TASK REQUIREMENTS:
Which lines in the listing below contain the word "pink"? Copy each one.

PROVIDED RECORDS:

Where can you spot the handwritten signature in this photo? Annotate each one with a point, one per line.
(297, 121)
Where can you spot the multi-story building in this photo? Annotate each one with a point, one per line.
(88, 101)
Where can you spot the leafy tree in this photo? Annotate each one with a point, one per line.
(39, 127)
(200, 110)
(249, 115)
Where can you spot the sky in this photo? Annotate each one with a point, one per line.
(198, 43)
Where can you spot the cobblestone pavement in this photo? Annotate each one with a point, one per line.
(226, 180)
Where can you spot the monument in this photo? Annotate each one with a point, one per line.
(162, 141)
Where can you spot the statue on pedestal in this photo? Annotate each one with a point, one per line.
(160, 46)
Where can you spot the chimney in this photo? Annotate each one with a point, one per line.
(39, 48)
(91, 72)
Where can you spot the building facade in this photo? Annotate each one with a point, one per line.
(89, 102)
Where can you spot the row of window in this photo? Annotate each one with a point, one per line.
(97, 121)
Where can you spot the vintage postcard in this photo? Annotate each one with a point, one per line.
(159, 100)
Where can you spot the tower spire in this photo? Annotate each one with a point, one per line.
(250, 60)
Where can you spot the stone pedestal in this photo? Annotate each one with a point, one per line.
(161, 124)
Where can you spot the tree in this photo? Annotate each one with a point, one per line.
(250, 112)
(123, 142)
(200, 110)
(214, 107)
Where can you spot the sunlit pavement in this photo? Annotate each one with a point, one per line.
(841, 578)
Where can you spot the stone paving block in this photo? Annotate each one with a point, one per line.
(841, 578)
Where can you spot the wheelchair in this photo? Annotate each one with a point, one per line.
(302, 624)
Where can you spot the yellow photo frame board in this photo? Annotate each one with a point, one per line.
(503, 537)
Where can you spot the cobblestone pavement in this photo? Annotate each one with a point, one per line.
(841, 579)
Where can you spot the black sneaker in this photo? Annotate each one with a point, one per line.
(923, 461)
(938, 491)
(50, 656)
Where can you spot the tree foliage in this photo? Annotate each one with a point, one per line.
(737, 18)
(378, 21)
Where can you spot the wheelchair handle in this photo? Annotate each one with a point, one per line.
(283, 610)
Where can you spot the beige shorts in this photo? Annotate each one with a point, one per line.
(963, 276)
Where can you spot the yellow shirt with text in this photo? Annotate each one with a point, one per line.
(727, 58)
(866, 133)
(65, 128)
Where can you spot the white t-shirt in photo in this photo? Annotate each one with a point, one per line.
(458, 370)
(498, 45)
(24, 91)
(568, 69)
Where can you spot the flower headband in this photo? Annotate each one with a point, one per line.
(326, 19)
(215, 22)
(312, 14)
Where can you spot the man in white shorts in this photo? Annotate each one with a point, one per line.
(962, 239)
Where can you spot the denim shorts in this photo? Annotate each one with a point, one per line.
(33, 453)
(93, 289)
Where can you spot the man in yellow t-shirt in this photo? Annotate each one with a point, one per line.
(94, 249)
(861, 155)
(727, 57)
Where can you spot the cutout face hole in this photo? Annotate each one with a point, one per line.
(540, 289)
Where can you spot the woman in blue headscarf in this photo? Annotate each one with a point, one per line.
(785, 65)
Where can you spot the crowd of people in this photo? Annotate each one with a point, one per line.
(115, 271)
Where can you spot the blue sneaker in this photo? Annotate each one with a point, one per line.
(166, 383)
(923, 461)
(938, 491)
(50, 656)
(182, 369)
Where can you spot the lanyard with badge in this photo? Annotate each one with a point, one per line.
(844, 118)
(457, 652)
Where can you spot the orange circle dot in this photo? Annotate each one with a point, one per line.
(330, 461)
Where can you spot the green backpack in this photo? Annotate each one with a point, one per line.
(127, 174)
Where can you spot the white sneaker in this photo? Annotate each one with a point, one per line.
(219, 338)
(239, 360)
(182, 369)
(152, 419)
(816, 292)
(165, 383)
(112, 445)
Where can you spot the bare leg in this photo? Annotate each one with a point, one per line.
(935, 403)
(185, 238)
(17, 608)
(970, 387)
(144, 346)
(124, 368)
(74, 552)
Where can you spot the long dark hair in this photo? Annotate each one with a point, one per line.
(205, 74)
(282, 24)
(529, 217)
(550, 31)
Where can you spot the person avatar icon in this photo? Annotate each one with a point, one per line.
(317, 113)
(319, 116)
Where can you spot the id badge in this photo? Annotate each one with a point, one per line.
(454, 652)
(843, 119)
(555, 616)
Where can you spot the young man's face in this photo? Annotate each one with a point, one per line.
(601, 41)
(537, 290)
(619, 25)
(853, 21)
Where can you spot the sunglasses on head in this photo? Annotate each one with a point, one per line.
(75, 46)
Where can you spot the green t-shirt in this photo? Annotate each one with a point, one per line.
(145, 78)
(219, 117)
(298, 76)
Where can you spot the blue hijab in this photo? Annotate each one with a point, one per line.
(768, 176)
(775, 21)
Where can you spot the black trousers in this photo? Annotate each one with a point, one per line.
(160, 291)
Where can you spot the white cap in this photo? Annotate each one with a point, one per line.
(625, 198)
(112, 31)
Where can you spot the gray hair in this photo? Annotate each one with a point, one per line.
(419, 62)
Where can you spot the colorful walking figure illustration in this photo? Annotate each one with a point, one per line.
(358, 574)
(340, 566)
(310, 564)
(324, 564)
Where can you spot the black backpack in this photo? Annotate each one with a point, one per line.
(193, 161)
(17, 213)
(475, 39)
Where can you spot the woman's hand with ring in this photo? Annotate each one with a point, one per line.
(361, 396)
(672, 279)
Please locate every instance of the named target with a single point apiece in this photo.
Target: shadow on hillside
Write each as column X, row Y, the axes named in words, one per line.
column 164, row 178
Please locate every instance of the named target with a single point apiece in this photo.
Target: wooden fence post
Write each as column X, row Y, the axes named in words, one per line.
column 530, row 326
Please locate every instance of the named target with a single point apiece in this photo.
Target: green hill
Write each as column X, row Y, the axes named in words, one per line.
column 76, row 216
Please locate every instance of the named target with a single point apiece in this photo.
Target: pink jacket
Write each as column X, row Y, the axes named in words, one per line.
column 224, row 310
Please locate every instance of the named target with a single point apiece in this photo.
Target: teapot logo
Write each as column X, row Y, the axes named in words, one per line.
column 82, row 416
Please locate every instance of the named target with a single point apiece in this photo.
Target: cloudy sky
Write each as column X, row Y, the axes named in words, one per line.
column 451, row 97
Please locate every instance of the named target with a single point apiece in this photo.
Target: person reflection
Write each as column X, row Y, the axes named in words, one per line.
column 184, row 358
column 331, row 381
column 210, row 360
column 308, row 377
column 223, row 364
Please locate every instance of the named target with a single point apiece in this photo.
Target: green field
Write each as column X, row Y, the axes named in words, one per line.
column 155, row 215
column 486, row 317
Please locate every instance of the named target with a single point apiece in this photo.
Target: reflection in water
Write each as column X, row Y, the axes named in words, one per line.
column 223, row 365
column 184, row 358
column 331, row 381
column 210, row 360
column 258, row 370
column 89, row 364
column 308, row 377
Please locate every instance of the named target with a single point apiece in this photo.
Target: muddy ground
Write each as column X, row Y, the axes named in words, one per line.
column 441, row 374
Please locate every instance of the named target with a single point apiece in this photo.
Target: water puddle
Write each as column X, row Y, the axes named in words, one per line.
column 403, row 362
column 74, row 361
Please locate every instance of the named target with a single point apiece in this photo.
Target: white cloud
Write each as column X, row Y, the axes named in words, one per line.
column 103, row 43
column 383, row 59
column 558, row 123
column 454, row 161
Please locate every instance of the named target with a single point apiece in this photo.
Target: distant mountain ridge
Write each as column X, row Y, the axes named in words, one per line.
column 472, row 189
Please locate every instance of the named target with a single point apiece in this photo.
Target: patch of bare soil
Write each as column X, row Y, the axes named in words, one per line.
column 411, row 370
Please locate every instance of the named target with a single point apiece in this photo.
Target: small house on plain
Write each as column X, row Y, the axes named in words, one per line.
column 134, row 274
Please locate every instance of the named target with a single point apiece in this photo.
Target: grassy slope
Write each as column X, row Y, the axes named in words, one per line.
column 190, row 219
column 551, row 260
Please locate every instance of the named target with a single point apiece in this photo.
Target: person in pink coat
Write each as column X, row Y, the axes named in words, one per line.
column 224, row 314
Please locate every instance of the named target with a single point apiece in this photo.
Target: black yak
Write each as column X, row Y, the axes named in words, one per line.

EXERCISE RESULT:
Target: pink jacket
Target: person in pink coat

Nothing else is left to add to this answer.